---- The input

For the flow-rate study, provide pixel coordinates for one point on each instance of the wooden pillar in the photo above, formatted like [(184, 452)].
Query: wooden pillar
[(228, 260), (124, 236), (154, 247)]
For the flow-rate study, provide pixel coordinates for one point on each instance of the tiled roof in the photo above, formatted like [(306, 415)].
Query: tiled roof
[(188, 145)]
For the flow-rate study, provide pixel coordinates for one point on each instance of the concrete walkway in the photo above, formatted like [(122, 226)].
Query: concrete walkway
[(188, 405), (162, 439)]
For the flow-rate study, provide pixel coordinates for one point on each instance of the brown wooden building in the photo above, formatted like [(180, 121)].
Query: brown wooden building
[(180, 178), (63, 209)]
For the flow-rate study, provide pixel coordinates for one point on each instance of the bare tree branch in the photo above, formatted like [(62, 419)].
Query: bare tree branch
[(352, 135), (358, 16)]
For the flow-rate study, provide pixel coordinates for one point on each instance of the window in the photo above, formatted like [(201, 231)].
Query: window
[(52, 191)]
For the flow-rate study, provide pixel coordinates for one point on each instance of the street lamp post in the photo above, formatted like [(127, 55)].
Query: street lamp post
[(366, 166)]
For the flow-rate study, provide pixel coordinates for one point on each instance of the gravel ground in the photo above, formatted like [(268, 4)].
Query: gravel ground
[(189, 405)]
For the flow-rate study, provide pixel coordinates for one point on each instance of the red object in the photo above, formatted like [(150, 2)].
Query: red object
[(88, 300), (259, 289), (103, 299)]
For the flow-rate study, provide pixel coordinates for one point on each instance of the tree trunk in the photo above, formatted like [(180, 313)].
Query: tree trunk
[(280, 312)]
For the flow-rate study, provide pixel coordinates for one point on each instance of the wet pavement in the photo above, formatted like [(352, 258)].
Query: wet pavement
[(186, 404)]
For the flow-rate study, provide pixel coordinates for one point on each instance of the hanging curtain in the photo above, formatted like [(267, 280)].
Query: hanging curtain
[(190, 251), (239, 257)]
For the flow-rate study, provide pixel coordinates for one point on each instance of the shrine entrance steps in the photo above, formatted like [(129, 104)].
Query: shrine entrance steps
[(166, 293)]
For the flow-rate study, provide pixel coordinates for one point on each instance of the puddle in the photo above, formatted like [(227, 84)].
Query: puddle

--------

Work to complete ->
Each line above must be reproduced exactly.

Solution for this task ->
For the flow-rate study, provide pixel coordinates for one point on each instance of the wooden pillar in the photo above, formatted like [(184, 452)].
Query: wooden pillar
[(228, 260), (124, 236), (154, 247)]
For the flow-rate study, provide pixel coordinates for one point on each instance of the tiled roof in the photo above, formatted like [(306, 415)].
Query: tiled roof
[(188, 145)]
For the flow-rate study, provide pixel coordinates for one point on each instance of the concrete walkway in the photo above, formatted like [(122, 226)].
Query: concrete walkway
[(188, 405), (162, 439)]
For the flow-rate study, provide pixel coordinates for one point on each instance of the brown wooden building in the photo above, formatted like [(180, 121)].
Query: brown wooden building
[(180, 178), (63, 209)]
For the flow-rate study, provide pixel coordinates for one point on each instance of the bare tree branch in the photo above, formatted like [(62, 419)].
Query: bare tree branch
[(352, 135), (358, 16)]
For the flow-rate study, provide pixel coordinates for one point on each instance of the window in the photo above, formatted like [(201, 231)].
Query: window
[(52, 191)]
For the flow-rate study, provide pixel coordinates for one point on each instance of the street lamp post in the photo above, formatted like [(127, 55)].
Query: street lamp post
[(366, 166)]
For the flow-rate study, provide pixel coordinates for one point on each instance of the gravel ground in the photo above, formatted like [(268, 4)].
Query: gravel ground
[(189, 405)]
For the flow-rate study, provide pixel coordinates for one point on each instance of the red object in the photo above, formatted like [(150, 2)].
Query: red object
[(88, 300), (259, 289), (103, 299)]
For the flow-rate study, provide pixel coordinates for one point on each instance of the tree trunk in the photo above, formatted like [(180, 313)].
Query: tree trunk
[(280, 312)]
For the flow-rate study, provide pixel coordinates for one point on each instance of the wet pavement in the photo above, formatted like [(352, 258)].
Query: wet pavement
[(186, 404)]
For the flow-rate study, provide pixel coordinates for one point on each instance of the hanging curtain in the photo above, formatted like [(267, 280)].
Query: hanging curtain
[(190, 251), (239, 257)]
For the flow-rate study, provide pixel coordinates for one point on each instance of the shrine entrance steps in the photo above, formatted like [(129, 104)].
Query: shrine entrance steps
[(166, 293)]
For the flow-rate study, provide pixel coordinates for one point on each instance of the puddle in the photo above, formatted like [(227, 84)].
Query: puddle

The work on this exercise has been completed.